Qualche giorno fa, uno dei nostri Telegiornali trasmetteva l’intervista a un giovane ebreo israeliano che manifestava, con molti altri, contro la tragedia in corso in Palestina: “Questi fatti” diceva “verranno giudicati fra 40-50 anni; io voglio essere sicuro di stare dalla parte giusta della Storia”. Questa frase, oltre ad essere un atto quasi commovente di fiducia verso la Storia, è un atto di fedeltà alla sua coscienza, unica bussola sicura che indica dove sta la giustizia. Mi ha dato speranza. Se al popolo palestinese è ancora concesso un filo di speranza, credo che questo sia aggrappato alla coscienza di ognuno di noi.
Di fronte alle immagini di devastazione che ci giungono quotidianamente, alla mattanza, ai numeri sempre crescenti di bambini, donne, anziani uccisi, feriti, mutilati, affamati, di fronte alle testimonianze di medici che, pur avendo alle spalle esperienze in molte guerre, tornano straziati da quello che hanno vissuto a Gaza, finalmente, il dolore delle nostre coscienze comincia a dire Basta!
+ + + +
COMPITO 1:
Elenca le condizioni delle vittime che il testo sulla Palestina indica subito dopo «bambini, donne, anziani».
COMPITO 2:
Prosegui il testo sulla Palestina dopo la sua ultima frase.

Voci della raccolta
+ + + +
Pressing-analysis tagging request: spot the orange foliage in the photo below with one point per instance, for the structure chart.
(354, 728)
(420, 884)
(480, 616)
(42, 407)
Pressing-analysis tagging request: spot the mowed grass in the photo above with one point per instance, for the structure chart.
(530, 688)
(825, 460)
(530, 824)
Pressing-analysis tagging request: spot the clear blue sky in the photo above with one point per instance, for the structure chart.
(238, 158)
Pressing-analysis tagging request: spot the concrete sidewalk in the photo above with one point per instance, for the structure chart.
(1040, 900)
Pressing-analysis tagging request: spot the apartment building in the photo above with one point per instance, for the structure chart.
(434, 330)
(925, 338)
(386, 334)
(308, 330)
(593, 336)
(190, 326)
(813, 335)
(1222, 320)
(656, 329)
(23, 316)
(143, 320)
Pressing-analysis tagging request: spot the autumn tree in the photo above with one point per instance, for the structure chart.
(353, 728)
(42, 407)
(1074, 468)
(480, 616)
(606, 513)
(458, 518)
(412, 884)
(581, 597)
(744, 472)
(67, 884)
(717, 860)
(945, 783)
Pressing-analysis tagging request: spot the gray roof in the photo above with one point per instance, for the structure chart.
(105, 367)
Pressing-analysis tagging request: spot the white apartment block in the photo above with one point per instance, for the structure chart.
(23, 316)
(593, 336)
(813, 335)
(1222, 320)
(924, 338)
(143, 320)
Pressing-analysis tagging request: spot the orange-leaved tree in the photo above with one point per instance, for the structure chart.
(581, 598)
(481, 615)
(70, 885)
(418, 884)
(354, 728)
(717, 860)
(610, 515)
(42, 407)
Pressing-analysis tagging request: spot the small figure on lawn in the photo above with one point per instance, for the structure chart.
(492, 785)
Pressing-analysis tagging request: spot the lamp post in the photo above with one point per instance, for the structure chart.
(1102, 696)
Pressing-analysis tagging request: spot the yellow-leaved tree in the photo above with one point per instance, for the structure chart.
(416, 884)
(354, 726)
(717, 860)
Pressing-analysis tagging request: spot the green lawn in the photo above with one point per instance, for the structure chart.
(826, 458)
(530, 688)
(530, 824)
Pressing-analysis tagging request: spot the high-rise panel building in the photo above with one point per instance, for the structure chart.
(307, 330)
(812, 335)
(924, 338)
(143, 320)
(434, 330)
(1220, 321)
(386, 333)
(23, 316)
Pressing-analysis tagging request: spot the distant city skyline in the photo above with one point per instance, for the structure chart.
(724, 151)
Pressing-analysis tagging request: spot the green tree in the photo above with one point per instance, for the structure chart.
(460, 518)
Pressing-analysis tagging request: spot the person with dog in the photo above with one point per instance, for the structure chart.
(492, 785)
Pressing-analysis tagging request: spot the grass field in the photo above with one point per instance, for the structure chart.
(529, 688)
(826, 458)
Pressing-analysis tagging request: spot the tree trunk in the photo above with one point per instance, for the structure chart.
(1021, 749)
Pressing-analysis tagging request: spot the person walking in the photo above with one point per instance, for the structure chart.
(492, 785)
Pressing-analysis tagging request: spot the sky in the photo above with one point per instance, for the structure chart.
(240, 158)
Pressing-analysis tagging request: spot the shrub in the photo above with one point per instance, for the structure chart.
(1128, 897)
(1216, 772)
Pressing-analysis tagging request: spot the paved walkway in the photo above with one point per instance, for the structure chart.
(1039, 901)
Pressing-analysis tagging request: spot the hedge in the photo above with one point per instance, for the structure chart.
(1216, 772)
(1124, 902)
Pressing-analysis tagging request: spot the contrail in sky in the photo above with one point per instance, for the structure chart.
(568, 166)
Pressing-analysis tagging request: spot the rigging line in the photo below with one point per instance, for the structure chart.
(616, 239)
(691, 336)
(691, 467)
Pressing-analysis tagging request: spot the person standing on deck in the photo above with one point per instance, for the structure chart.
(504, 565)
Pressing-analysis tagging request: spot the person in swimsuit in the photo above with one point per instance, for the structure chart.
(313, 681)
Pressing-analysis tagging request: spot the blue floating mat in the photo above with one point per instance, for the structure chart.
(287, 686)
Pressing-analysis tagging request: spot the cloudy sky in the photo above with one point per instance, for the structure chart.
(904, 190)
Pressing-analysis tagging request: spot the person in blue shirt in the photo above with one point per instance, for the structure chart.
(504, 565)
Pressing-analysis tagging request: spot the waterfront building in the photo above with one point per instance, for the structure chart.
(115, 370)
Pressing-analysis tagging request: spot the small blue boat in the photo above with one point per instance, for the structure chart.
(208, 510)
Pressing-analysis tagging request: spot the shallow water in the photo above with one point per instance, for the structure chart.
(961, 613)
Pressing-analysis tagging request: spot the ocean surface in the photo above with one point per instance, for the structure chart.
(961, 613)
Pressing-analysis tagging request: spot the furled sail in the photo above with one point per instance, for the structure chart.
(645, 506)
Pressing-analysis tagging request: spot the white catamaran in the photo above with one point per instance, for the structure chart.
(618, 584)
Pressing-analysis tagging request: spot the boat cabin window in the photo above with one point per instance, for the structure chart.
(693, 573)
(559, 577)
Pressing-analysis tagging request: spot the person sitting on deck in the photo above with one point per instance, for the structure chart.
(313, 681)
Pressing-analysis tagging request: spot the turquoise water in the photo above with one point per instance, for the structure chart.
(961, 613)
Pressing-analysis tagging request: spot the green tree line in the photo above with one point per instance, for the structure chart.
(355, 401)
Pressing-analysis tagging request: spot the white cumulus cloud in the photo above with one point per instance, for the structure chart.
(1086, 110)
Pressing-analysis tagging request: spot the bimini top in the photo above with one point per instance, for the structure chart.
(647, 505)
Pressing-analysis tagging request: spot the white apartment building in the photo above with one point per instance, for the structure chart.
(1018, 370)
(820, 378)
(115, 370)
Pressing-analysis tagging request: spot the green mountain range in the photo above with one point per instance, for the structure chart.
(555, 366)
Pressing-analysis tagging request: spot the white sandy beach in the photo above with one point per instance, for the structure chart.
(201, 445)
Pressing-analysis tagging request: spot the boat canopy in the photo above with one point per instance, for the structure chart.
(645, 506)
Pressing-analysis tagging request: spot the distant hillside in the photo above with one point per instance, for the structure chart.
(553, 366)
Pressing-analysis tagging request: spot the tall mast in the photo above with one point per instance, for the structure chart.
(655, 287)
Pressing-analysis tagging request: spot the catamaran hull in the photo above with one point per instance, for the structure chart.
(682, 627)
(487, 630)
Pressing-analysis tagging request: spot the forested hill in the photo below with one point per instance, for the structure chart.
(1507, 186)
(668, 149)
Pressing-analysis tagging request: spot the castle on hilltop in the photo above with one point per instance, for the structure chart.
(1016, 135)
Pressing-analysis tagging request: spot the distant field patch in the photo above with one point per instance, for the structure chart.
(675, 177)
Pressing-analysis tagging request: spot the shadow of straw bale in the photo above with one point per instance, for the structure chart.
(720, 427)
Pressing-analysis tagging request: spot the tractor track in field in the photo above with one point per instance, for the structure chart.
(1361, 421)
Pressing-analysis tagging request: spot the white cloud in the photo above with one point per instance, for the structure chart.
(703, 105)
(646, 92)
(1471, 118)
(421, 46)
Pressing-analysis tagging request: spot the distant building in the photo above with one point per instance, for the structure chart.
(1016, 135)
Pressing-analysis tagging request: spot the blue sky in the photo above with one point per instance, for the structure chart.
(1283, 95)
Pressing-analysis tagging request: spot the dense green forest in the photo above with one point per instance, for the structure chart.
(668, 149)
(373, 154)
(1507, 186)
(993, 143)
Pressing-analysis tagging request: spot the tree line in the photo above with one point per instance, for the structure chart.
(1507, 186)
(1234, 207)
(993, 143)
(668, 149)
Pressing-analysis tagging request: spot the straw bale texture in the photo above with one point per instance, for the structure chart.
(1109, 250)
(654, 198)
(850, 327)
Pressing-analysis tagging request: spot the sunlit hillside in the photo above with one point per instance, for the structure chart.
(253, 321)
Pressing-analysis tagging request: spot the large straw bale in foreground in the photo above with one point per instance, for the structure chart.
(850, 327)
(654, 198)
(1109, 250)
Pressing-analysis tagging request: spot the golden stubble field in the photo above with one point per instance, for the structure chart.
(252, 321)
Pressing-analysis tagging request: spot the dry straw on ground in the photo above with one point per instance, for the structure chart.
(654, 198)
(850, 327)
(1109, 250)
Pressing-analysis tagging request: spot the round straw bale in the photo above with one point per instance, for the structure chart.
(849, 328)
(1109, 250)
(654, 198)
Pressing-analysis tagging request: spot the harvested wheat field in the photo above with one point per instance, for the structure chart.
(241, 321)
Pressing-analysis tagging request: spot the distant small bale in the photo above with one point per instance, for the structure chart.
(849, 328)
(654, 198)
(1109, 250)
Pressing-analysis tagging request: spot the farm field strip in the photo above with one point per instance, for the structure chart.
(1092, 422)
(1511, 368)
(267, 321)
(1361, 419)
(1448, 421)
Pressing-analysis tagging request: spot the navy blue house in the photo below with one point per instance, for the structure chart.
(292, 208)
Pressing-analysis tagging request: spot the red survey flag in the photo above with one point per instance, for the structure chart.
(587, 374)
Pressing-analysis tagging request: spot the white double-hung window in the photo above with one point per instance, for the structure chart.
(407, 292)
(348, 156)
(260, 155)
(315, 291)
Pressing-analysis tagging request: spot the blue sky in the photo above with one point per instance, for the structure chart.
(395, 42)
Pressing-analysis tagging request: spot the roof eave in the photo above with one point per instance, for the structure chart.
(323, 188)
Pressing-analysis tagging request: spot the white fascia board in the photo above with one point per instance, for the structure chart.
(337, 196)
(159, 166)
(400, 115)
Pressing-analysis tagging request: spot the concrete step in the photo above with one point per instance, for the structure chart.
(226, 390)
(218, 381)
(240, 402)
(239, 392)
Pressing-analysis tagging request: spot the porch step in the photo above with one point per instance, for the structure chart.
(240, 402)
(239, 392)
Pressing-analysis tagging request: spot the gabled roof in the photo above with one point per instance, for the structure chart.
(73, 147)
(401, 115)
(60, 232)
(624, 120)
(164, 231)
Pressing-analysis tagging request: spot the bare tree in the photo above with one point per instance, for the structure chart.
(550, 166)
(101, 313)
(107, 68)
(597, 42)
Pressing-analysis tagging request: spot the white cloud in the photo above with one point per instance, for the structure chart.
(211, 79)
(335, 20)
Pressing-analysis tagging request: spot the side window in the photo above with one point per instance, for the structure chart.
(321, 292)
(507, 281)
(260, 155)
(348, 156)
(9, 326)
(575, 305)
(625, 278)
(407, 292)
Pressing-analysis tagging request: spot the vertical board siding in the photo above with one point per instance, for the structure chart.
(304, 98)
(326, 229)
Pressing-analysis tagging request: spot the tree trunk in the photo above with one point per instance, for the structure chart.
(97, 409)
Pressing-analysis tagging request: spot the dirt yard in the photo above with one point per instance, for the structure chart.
+ + + +
SPAZIO RISPOSTA 1:
uccisi, feriti, mutilati, affamati

SPAZIO RISPOSTA 2:
In quanto cittadina svizzera, mi ferisce profondamente non solo il silenzio complice del nostro governo, ma mi indigna il disegno del capo del Dipartimento degli affari esteri che, dall’inizio del suo mandato, si è prodigato per screditare l’Unrwa e negare i diritti del popolo palestinese sanciti dall’Onu (merita una rilettura l’articolo di F. Cavalli su Area del 30.5.2018!).
Dovrebbero porsi una domanda i nostri consiglieri federali: perché oggi la nostra neutralità ci impedisce di proteggere ad alta voce il diritto internazionale, le vittime, i valori che sono anche i nostri? La risposta dovrebbero affidarla alle loro coscienze, perché non sarà l’opportunismo politico, nemmeno se camuffato da diplomazia, a poterli assolvere davanti al popolo e davanti alla Storia.